**Text under study**

=====

Highly-multiplexed barcode sequencing: an efficient method for parallel analysis of pooled samples

Abstract

Next-generation sequencing has proven an extremely effective technology for molecular counting applications where the number of sequence reads provides a digital readout for RNA-seq, ChIP-seq, Tn-seq and other applications. The extremely large number of sequence reads that can be obtained per run permits the analysis of increasingly complex samples. For lower complexity samples, however, a point of diminishing returns is reached when the number of counts per sequence results in oversampling with no increase in data quality. A solution to making next-generation sequencing as efficient and affordable as possible involves assaying multiple samples in a single run. Here, we report the successful 96-plexing of complex pools of DNA barcoded yeast mutants and show that such 'Bar-seq' assessment of these samples is comparable with data provided by barcode microarrays, the current benchmark for this application. The cost reduction and increased throughput permitted by highly multiplexed sequencing will greatly expand the scope of chemogenomics assays and, equally importantly, the approach is suitable for other sequence counting applications that could benefit from massive parallelization.

Figure 1.

(a) The log2 ratio of control versus treatment for one example from the 20-plex Bar-seq data. The x-axis is the log2 ratio derived from the Bar-seq data, while the y-axis is the log2 ratio derived from barcode microarray data. The profiles are from a 100 µM cisplatin treatment. The black dots represent genes above our threshold; greater than 200 signal intensity in the barcode microarray and greater than 40 barcode sequence counts in the Bar-seq. (b) The log2 ratio of control over treatment for two examples from the 96-plex Bar-seq data. The x-axis is the log2 ratio derived from the Bar-seq data, the y-axis is the log2 ratio derived from barcode microarray data. The left panel shows the result from 91-mM MMS treatment, the right panel shows the profile obtained with an uncharacterized compound 1561-0023 screened at 0.372 mM. The black dots represent genes which were above our threshold; greater than 200 signal intensity in the barcode microarray and greater than 40 barcode sequence counts in Bar-seq.

=====

**Extracted material**

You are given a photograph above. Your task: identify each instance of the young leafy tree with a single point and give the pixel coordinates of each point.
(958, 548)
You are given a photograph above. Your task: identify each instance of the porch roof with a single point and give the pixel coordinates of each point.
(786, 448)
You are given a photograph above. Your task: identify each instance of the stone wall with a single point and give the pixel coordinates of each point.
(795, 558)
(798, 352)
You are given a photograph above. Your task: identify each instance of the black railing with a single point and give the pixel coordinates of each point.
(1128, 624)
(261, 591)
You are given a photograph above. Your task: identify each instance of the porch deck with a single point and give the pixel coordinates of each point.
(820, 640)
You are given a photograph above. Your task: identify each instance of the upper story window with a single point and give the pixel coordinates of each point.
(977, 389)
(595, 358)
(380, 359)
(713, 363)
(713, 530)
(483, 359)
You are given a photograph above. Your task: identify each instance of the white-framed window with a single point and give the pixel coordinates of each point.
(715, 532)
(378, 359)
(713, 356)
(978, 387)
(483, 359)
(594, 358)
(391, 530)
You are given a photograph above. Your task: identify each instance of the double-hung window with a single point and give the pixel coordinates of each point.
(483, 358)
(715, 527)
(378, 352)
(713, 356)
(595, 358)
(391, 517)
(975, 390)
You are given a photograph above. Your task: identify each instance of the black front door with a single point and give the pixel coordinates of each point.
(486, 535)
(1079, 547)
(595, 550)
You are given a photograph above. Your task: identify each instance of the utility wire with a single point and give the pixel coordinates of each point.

=====

**Work instruction 1**
In the Bar-seq text, what thresholds must a gene exceed to be shown as a black dot?
**Work instruction 2**
List every treatment in the Bar-seq text's Figure 1 caption, with the concentration given for each.

**Exercise result 1**
Greater than 200 signal intensity in the barcode microarray and greater than 40 barcode sequence counts in Bar-seq.

**Exercise result 2**
- Cisplatin at 100 µM
- MMS at 91 mM
- Uncharacterized compound 1561-0023 at 0.372 mM